- _Task objective_: Edit the lines from the very first one through the line containing "(1046, 635)", changing "photograph" to "image" and leaving everything else untouched. Return only that part, without the pictures.

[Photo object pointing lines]
-- Begin --

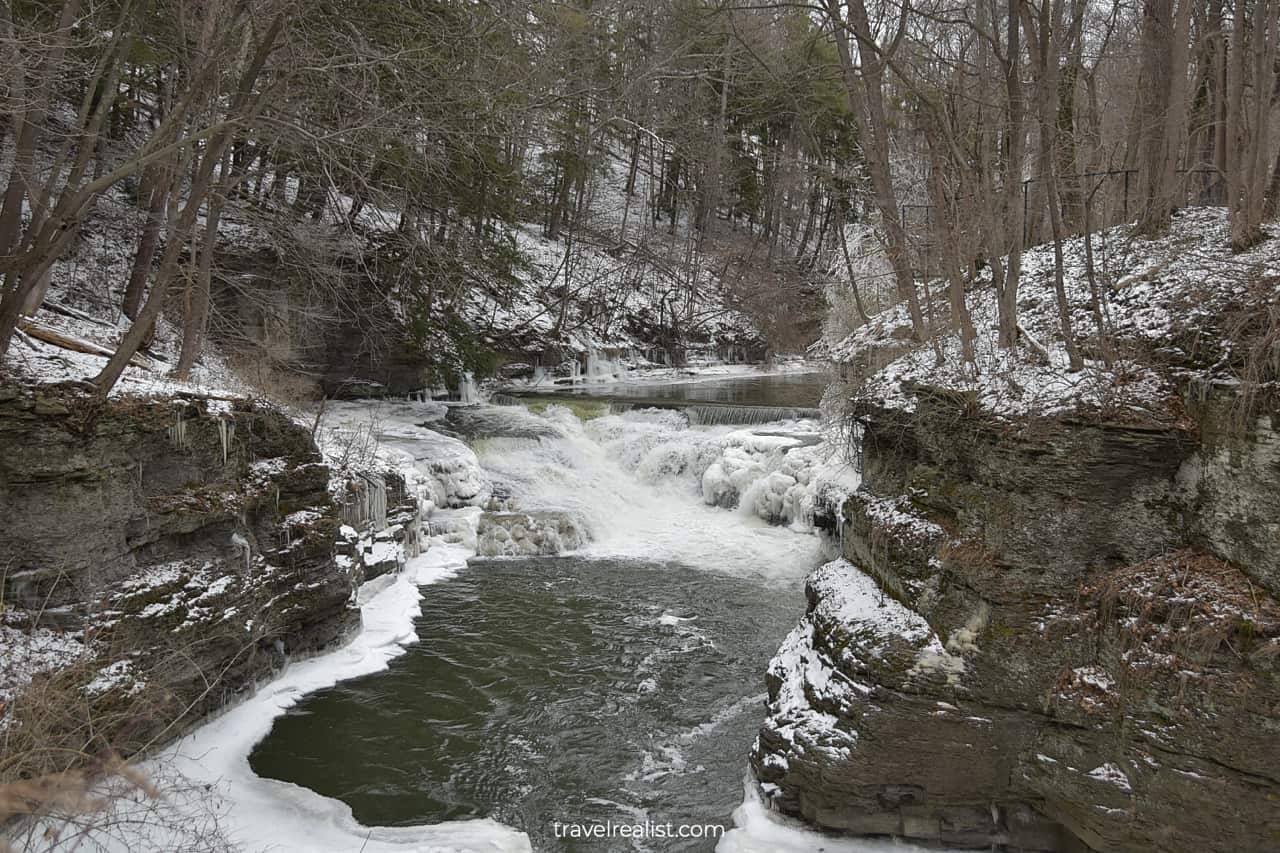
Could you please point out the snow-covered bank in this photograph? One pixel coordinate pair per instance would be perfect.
(219, 794)
(609, 373)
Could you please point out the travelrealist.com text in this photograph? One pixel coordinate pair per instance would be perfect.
(648, 829)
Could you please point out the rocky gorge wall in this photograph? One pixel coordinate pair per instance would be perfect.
(178, 548)
(1047, 635)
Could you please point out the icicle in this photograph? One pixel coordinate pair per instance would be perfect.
(225, 434)
(178, 433)
(243, 547)
(469, 391)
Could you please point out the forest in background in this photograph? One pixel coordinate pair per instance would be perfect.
(382, 154)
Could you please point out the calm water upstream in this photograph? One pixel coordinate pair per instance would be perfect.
(768, 389)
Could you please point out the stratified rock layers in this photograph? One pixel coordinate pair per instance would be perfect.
(188, 543)
(1048, 637)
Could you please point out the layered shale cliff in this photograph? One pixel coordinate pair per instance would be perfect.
(1043, 634)
(159, 556)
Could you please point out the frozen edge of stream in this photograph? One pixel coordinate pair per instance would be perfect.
(210, 793)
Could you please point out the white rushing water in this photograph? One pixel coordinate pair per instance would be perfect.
(643, 484)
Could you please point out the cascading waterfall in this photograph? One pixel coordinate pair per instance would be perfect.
(469, 391)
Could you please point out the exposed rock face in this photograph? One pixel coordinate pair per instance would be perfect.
(190, 543)
(1056, 637)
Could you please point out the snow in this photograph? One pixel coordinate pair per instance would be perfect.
(1162, 299)
(632, 483)
(851, 598)
(213, 761)
(1111, 775)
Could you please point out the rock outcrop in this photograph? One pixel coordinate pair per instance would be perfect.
(187, 544)
(1046, 635)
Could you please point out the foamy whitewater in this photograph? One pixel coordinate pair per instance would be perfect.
(643, 486)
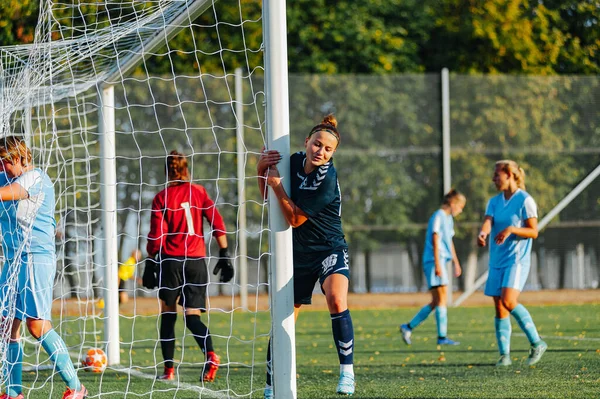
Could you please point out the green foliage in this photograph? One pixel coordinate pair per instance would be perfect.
(17, 21)
(516, 36)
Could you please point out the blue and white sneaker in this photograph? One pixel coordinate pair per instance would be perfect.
(536, 352)
(268, 392)
(346, 384)
(447, 341)
(504, 361)
(406, 333)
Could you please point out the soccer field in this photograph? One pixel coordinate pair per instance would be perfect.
(385, 367)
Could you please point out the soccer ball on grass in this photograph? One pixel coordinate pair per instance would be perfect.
(95, 361)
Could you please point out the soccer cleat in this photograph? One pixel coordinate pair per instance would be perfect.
(536, 352)
(210, 367)
(268, 392)
(504, 361)
(447, 341)
(346, 384)
(406, 333)
(168, 374)
(74, 394)
(5, 396)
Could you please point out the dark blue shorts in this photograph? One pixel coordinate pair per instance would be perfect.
(312, 267)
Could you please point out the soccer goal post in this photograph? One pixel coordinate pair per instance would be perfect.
(106, 91)
(593, 175)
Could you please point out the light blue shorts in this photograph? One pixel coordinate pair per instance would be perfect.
(33, 286)
(506, 277)
(432, 279)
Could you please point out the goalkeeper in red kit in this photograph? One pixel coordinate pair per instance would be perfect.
(176, 241)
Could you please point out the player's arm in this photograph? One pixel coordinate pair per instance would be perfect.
(457, 268)
(13, 192)
(158, 226)
(266, 160)
(528, 231)
(435, 240)
(292, 213)
(486, 228)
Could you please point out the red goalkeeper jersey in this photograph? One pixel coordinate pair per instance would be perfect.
(176, 223)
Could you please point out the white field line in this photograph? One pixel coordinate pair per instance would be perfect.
(551, 337)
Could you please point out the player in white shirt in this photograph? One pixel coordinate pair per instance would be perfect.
(511, 219)
(28, 232)
(439, 250)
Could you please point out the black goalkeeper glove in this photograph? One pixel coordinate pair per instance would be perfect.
(150, 276)
(224, 266)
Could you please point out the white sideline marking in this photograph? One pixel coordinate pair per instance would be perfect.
(549, 337)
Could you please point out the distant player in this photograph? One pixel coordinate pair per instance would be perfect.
(439, 251)
(319, 248)
(28, 234)
(176, 238)
(511, 218)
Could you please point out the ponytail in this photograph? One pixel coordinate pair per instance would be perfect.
(177, 169)
(453, 196)
(509, 166)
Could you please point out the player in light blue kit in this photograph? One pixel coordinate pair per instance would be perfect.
(511, 219)
(439, 250)
(28, 229)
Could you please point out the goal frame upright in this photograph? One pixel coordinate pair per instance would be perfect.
(281, 287)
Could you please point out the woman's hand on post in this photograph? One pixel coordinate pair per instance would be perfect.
(273, 177)
(267, 159)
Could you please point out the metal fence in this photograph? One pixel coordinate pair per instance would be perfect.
(390, 165)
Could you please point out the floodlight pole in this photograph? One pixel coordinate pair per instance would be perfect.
(543, 223)
(447, 176)
(242, 255)
(281, 292)
(108, 201)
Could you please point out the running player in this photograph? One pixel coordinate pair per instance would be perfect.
(28, 233)
(176, 237)
(319, 249)
(439, 250)
(511, 218)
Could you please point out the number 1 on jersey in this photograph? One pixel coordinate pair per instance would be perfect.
(188, 217)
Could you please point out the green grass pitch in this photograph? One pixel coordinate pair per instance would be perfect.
(385, 367)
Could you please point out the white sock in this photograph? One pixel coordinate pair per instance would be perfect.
(347, 368)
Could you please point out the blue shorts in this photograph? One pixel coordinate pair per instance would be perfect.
(432, 279)
(312, 267)
(507, 277)
(34, 286)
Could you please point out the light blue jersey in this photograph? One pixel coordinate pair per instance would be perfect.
(512, 212)
(442, 224)
(29, 222)
(28, 228)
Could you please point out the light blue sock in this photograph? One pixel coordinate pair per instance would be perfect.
(503, 331)
(441, 317)
(14, 358)
(57, 350)
(420, 317)
(522, 316)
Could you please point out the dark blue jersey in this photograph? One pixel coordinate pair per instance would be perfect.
(318, 195)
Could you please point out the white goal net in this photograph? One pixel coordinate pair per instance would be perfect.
(102, 96)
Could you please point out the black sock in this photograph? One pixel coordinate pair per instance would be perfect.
(167, 337)
(200, 332)
(343, 336)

-- End --

- _Task response_:
Could you please point out the snow-covered bank in this image? One pixel coordinate pair per instance would be perfect.
(219, 794)
(609, 373)
Could you please point out the travelrealist.com text in this image? One pixel coordinate pair per instance would be perfect.
(648, 829)
Could you please point out the rocky gorge wall in this image? One pixel coordinate pair per instance would be perfect.
(178, 548)
(1047, 635)
Could you please point out the icicle in this image? One pixel coordinate pair per instance would be perfect.
(225, 434)
(178, 433)
(243, 547)
(469, 391)
Could you please point out the forest in background in this image? One pixel coordinate pair per instance would be perfect.
(382, 154)
Could you please point out the calm water upstream in this image? One pixel coordinate pair per instance would be perfect.
(768, 389)
Could you please point out the stratified rock layers in this image? One pixel coordinate pair per instance would be perfect.
(188, 543)
(1048, 637)
Could you please point out the layered shale cliff in this image? One pixel coordinate pair per instance would be perfect.
(1043, 634)
(159, 556)
Could you please point out the frozen edge of stream in this image? One pixel coordinate pair per instance would be perfect.
(210, 793)
Could you please point out the white rushing water in this image? One pixel coordinate pair per instance would be perfect.
(643, 484)
Could you please point out the cascading waterfall in this image? One pixel coordinate pair per instance would be perfect.
(469, 391)
Could you please point out the exposed rock face in this image? One pixel coordinate pair per instance would be perfect.
(190, 543)
(1056, 637)
Could you please point out the snow in this image? One pixel coordinate pair per instance would be perfect.
(1162, 299)
(632, 483)
(851, 598)
(213, 761)
(1111, 775)
Could you please point out the rock outcrop in this image? One pixel coordinate pair per instance would be perfect.
(187, 544)
(1046, 635)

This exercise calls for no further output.